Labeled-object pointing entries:
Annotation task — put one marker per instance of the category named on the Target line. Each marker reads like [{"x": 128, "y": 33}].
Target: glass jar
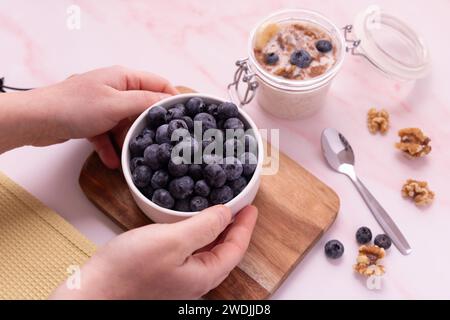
[{"x": 401, "y": 54}]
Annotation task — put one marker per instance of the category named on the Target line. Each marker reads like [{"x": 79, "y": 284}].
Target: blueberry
[
  {"x": 195, "y": 171},
  {"x": 301, "y": 58},
  {"x": 174, "y": 113},
  {"x": 164, "y": 153},
  {"x": 179, "y": 127},
  {"x": 163, "y": 198},
  {"x": 181, "y": 188},
  {"x": 271, "y": 58},
  {"x": 249, "y": 163},
  {"x": 160, "y": 179},
  {"x": 383, "y": 241},
  {"x": 156, "y": 116},
  {"x": 237, "y": 185},
  {"x": 151, "y": 156},
  {"x": 199, "y": 203},
  {"x": 250, "y": 144},
  {"x": 234, "y": 147},
  {"x": 177, "y": 170},
  {"x": 189, "y": 122},
  {"x": 227, "y": 110},
  {"x": 142, "y": 176},
  {"x": 214, "y": 175},
  {"x": 162, "y": 134},
  {"x": 195, "y": 105},
  {"x": 207, "y": 121},
  {"x": 324, "y": 46},
  {"x": 334, "y": 249},
  {"x": 201, "y": 188},
  {"x": 363, "y": 235},
  {"x": 147, "y": 191},
  {"x": 221, "y": 195},
  {"x": 139, "y": 143},
  {"x": 212, "y": 159},
  {"x": 232, "y": 167},
  {"x": 135, "y": 162},
  {"x": 213, "y": 109},
  {"x": 233, "y": 123},
  {"x": 183, "y": 205}
]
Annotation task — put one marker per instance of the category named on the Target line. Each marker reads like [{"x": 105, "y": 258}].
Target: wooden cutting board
[{"x": 295, "y": 209}]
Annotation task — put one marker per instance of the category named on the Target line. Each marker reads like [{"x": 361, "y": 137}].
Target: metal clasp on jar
[{"x": 243, "y": 73}]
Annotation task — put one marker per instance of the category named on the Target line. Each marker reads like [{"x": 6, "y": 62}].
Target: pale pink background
[{"x": 196, "y": 43}]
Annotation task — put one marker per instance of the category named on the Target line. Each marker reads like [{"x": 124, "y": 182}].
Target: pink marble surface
[{"x": 195, "y": 43}]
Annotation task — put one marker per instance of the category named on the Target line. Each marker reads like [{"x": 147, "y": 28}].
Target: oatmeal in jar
[{"x": 295, "y": 50}]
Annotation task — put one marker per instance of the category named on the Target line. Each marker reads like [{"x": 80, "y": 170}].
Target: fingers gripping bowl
[{"x": 172, "y": 188}]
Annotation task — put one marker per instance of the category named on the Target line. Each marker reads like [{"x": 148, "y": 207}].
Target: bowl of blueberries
[{"x": 189, "y": 152}]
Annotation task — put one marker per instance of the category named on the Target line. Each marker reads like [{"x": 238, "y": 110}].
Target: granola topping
[
  {"x": 414, "y": 142},
  {"x": 418, "y": 191},
  {"x": 368, "y": 262},
  {"x": 378, "y": 121}
]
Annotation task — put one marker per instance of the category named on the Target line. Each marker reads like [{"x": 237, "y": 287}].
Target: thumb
[
  {"x": 202, "y": 229},
  {"x": 133, "y": 102}
]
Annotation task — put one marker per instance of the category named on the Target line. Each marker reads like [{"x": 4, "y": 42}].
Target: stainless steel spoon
[{"x": 340, "y": 157}]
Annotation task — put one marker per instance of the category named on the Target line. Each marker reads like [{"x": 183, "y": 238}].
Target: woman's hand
[
  {"x": 96, "y": 105},
  {"x": 183, "y": 260}
]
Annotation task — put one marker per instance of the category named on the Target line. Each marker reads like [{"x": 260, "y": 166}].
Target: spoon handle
[{"x": 383, "y": 218}]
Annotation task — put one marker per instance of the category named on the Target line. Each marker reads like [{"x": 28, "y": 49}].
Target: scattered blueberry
[
  {"x": 249, "y": 163},
  {"x": 383, "y": 241},
  {"x": 363, "y": 235},
  {"x": 271, "y": 58},
  {"x": 164, "y": 153},
  {"x": 163, "y": 198},
  {"x": 221, "y": 195},
  {"x": 214, "y": 175},
  {"x": 232, "y": 167},
  {"x": 334, "y": 249},
  {"x": 181, "y": 188},
  {"x": 156, "y": 116},
  {"x": 135, "y": 162},
  {"x": 183, "y": 205},
  {"x": 142, "y": 176},
  {"x": 233, "y": 123},
  {"x": 301, "y": 58},
  {"x": 195, "y": 171},
  {"x": 162, "y": 134},
  {"x": 237, "y": 185},
  {"x": 139, "y": 143},
  {"x": 227, "y": 110},
  {"x": 199, "y": 203},
  {"x": 195, "y": 105},
  {"x": 201, "y": 188},
  {"x": 160, "y": 179},
  {"x": 177, "y": 169},
  {"x": 151, "y": 156},
  {"x": 324, "y": 46},
  {"x": 213, "y": 109},
  {"x": 207, "y": 121}
]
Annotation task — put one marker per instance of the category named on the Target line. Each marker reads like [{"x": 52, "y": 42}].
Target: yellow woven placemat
[{"x": 37, "y": 246}]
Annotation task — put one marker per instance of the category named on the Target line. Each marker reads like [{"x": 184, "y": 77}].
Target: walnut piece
[
  {"x": 368, "y": 262},
  {"x": 418, "y": 191},
  {"x": 378, "y": 121},
  {"x": 413, "y": 142}
]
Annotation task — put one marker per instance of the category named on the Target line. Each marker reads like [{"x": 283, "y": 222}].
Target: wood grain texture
[{"x": 295, "y": 209}]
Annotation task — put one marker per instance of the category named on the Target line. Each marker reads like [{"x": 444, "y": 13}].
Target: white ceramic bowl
[{"x": 163, "y": 215}]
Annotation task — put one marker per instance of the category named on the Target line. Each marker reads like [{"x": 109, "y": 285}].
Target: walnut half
[
  {"x": 418, "y": 191},
  {"x": 378, "y": 121},
  {"x": 414, "y": 142},
  {"x": 368, "y": 262}
]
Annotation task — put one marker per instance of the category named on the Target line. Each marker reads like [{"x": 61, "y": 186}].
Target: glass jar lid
[{"x": 390, "y": 45}]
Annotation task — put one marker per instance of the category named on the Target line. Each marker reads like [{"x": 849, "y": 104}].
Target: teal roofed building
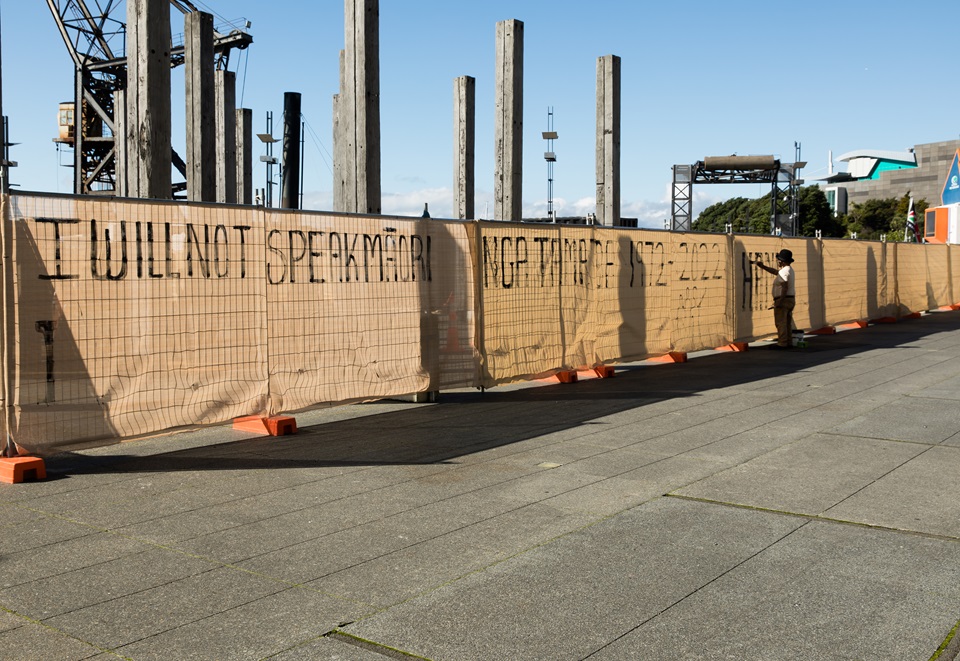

### What is being asked
Select every line of the listing above that contains the word "bowl", and note that case counts.

### Response to the exercise
Target: fingers gripping bowl
Target: bowl of blueberries
Target: white ceramic bowl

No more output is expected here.